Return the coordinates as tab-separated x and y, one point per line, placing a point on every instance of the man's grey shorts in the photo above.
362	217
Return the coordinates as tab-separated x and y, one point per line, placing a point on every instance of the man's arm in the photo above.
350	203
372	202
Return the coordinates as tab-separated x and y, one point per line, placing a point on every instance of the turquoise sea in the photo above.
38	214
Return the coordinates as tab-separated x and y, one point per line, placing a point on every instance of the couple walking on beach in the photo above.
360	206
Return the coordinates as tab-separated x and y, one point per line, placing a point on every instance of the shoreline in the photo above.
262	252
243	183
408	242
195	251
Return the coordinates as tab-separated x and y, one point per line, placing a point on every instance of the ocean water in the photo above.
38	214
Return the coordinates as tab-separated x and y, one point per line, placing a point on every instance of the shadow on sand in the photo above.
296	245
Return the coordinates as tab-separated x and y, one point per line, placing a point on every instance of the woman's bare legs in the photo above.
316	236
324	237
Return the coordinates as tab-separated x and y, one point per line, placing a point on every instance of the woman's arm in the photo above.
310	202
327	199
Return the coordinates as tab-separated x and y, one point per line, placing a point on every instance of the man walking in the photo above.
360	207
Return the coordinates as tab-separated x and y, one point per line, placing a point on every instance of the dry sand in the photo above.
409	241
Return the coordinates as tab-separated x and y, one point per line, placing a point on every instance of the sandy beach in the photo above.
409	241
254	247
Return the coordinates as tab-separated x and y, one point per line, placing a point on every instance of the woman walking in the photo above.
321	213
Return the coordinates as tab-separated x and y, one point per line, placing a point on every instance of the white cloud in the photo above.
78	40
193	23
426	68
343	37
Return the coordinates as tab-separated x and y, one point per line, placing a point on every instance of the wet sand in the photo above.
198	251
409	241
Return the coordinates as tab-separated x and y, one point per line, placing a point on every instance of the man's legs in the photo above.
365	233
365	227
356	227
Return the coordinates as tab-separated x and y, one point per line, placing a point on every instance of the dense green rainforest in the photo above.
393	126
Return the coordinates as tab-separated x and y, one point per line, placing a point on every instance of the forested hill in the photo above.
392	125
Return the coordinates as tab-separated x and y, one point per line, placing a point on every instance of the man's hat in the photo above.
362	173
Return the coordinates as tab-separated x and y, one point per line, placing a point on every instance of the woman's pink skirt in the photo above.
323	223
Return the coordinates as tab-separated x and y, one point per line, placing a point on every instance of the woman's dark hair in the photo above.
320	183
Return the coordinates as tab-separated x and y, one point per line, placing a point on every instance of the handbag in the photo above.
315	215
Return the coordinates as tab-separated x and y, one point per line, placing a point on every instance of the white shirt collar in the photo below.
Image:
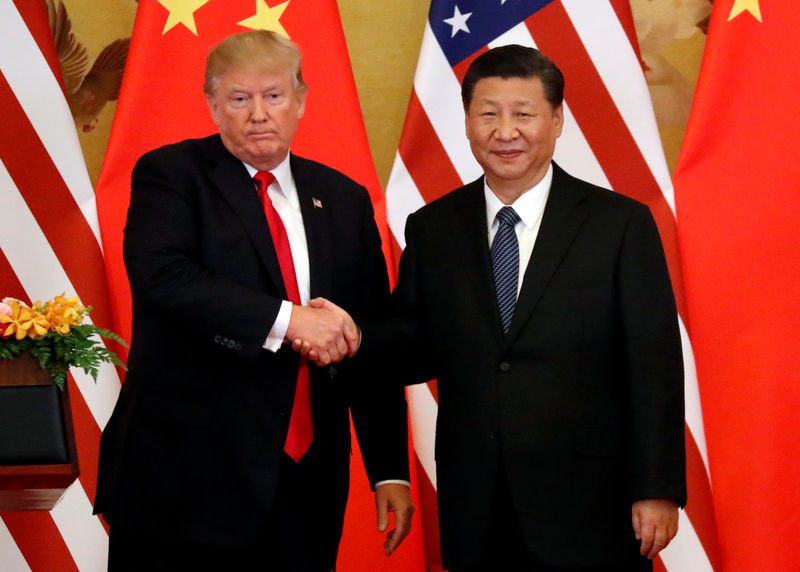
284	182
529	205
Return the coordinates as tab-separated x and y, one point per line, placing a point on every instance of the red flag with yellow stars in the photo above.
161	101
737	187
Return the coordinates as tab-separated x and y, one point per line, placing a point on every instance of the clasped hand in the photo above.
322	332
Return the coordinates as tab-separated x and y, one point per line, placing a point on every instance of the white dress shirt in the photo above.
283	194
530	208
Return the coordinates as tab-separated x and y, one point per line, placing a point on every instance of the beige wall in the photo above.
384	39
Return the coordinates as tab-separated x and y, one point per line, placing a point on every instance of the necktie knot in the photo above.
507	216
263	180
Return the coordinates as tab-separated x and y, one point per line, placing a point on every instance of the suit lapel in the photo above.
563	217
469	234
316	204
231	178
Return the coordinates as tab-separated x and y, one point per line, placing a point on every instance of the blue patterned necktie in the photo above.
505	264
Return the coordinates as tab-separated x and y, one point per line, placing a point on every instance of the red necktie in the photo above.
301	430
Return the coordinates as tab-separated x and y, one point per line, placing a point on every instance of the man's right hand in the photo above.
322	332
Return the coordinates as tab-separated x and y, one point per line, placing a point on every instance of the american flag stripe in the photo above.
610	138
49	238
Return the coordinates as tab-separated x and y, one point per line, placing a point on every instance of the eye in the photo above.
238	100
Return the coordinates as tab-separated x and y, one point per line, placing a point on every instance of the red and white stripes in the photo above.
50	244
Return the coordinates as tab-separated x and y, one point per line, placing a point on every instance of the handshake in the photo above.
322	332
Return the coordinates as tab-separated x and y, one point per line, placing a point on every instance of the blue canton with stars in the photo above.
485	20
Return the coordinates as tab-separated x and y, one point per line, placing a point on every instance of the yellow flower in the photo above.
63	313
24	322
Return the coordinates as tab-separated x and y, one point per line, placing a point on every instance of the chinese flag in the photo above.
737	188
161	102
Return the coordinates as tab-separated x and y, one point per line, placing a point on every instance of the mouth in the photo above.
260	135
507	154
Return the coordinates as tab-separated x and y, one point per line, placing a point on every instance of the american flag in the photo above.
50	244
610	138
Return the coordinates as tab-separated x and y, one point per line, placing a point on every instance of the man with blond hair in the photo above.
225	448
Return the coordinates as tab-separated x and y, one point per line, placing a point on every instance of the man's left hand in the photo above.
655	522
396	498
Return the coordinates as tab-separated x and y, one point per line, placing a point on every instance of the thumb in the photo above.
383	515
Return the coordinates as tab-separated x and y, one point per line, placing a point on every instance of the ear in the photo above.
213	107
301	99
558	119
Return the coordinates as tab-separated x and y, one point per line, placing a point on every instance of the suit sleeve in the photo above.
654	363
378	407
163	256
399	338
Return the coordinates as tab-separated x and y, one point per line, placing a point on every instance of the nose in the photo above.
506	128
259	111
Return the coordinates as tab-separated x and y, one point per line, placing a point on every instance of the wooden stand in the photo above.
36	486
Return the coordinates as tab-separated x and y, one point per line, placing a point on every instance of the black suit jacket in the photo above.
196	438
582	401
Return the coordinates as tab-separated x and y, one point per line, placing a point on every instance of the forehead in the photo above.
255	79
513	89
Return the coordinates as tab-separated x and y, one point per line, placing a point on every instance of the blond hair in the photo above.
255	50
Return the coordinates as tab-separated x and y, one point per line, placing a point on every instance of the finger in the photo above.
301	347
659	542
402	526
383	514
648	534
352	336
323	358
637	525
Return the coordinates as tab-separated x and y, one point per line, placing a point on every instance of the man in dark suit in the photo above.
559	438
225	448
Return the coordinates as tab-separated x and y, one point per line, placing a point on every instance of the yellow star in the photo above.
266	18
181	12
745	6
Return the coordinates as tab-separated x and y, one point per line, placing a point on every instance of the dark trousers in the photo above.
505	550
297	536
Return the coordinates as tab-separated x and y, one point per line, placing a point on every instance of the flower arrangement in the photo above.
53	332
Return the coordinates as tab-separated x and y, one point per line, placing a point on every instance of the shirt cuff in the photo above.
393	482
279	327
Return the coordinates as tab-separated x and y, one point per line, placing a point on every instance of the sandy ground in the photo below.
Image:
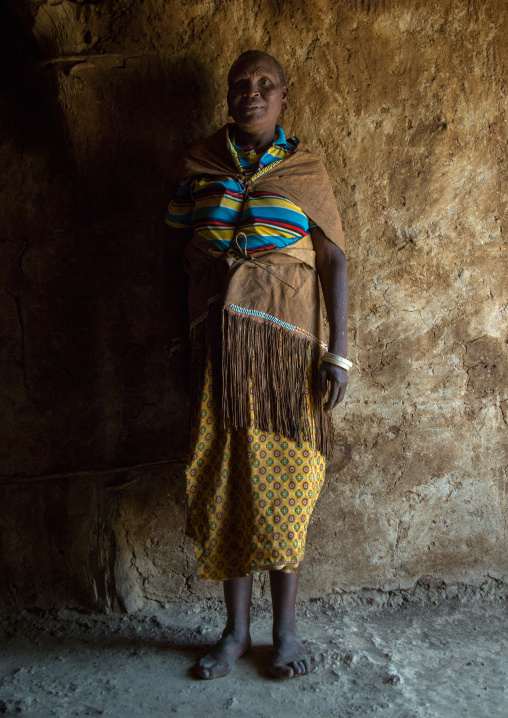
413	661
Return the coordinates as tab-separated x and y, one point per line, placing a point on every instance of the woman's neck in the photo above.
259	141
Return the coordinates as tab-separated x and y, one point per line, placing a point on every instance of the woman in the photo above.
263	224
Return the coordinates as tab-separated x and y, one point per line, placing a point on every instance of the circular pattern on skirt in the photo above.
250	495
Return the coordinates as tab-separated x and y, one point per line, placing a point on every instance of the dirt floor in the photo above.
442	660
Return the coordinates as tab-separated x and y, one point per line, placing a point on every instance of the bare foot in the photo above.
290	658
219	661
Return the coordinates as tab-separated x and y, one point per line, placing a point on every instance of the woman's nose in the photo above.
251	89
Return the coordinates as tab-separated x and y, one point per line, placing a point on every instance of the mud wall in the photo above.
405	102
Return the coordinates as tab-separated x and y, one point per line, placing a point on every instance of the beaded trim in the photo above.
262	315
241	169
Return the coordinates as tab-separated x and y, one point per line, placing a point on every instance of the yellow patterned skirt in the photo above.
250	495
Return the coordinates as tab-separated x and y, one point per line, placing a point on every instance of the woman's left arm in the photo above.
331	266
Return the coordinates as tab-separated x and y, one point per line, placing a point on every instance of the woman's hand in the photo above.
332	384
332	270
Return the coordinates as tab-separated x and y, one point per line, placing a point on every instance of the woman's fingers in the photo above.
332	379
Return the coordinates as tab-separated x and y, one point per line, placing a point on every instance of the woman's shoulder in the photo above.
208	155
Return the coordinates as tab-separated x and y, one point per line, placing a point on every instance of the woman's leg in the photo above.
236	636
290	657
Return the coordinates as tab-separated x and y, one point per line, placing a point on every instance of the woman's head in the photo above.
257	92
258	54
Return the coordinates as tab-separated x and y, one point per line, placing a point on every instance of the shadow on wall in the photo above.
93	296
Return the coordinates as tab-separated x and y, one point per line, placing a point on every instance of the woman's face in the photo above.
256	95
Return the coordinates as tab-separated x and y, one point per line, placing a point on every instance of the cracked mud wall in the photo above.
406	104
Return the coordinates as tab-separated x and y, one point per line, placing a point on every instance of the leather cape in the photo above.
259	318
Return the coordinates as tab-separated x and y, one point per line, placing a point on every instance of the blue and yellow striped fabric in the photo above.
211	207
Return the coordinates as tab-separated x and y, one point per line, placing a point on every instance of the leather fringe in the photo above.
283	367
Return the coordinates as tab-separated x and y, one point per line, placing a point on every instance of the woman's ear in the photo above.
285	98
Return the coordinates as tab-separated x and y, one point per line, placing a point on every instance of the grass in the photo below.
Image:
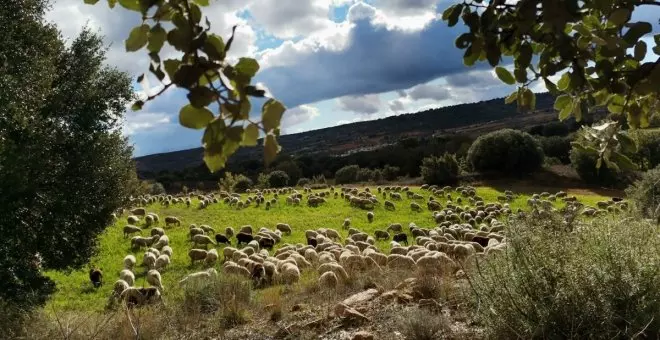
75	292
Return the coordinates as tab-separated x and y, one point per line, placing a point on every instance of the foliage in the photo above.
303	182
278	179
347	174
598	281
645	193
440	170
202	68
64	166
557	147
506	151
586	42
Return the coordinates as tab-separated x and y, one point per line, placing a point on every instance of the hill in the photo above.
339	140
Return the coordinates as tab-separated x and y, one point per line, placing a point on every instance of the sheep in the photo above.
219	238
172	220
211	258
203	240
196	255
130	229
96	277
157	231
127	276
401	238
379	234
162	262
129	261
328	280
242	237
162	242
153	278
283	227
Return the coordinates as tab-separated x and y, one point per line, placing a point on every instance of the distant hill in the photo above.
353	137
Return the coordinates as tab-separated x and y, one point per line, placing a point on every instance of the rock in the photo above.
363	335
358	298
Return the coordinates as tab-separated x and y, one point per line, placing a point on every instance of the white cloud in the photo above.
366	104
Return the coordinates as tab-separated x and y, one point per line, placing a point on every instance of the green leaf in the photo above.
562	101
195	118
619	16
271	114
247	67
504	75
157	37
271	148
251	135
137	38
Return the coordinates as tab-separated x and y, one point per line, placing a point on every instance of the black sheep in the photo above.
266	243
401	237
219	238
96	276
244	238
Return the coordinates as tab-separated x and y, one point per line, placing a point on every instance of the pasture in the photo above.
76	293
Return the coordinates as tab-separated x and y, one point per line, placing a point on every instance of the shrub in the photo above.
347	174
278	179
596	280
645	193
506	151
391	173
440	170
303	182
364	175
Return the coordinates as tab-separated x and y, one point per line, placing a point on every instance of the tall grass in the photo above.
599	281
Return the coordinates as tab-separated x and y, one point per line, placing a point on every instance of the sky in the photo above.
331	62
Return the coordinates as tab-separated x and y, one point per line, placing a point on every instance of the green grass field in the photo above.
75	291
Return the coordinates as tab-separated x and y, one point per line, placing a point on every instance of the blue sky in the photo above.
330	61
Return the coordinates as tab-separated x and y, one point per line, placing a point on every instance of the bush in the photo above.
364	175
595	280
645	193
303	182
347	174
506	151
391	173
440	170
278	179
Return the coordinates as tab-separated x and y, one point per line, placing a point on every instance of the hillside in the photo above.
352	137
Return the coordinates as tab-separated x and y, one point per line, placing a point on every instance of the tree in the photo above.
202	69
64	166
584	42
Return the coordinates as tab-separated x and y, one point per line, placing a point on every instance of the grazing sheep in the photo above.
328	280
131	229
127	276
283	227
203	240
219	238
162	262
211	258
379	234
157	231
153	278
242	237
172	220
96	277
129	261
401	238
196	255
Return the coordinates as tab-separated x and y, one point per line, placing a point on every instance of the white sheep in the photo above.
127	276
153	277
129	261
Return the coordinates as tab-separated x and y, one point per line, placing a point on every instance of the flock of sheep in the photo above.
466	227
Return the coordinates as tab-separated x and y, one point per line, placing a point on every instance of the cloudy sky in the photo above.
331	62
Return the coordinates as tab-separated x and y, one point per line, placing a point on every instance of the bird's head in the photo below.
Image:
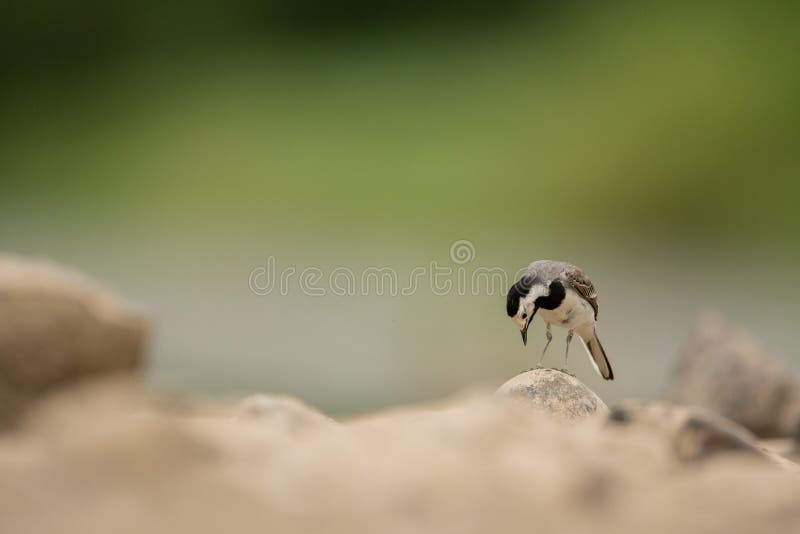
521	307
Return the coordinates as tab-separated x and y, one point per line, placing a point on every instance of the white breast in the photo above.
573	312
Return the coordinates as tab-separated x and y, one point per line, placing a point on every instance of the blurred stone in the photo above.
694	433
285	413
58	327
99	459
727	371
556	393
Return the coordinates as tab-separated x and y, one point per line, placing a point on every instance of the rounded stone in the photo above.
554	392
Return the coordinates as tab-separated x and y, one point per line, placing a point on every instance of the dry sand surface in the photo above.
85	454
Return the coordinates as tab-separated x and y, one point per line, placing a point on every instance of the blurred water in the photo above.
349	354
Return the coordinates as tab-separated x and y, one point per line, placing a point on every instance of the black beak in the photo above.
524	331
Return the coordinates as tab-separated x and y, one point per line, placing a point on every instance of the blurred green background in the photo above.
169	151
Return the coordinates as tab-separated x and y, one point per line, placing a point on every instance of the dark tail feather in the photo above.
599	358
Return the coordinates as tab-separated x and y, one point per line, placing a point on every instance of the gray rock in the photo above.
284	413
727	371
58	327
694	433
554	392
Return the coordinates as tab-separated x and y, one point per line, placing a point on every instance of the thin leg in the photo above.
566	355
549	336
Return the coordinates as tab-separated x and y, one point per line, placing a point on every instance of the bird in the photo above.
564	296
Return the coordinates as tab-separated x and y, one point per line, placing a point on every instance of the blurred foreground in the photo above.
86	448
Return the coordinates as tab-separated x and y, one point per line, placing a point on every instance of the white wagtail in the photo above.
566	298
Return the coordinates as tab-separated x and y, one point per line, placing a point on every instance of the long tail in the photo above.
596	353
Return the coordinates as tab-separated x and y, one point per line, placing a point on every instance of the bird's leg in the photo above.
549	336
566	354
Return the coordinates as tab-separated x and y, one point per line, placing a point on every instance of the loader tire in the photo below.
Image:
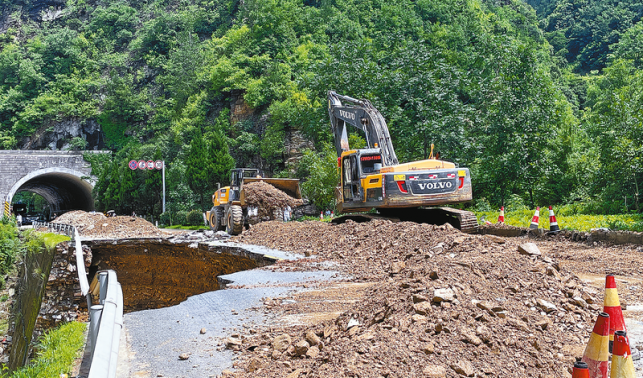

◆ What is expected ◆
Find every line in the data above that contains the word "leather", and copy each of those lines in full.

◆ Expected output ◆
Return the coordinates as tab-separated x and y, one point per line, placing a point on every instance of the leather cape in the photo above.
Return the coordinates as tab-separated x and y, one point per line, placing a point on every instance of the leather fringe in the photo above.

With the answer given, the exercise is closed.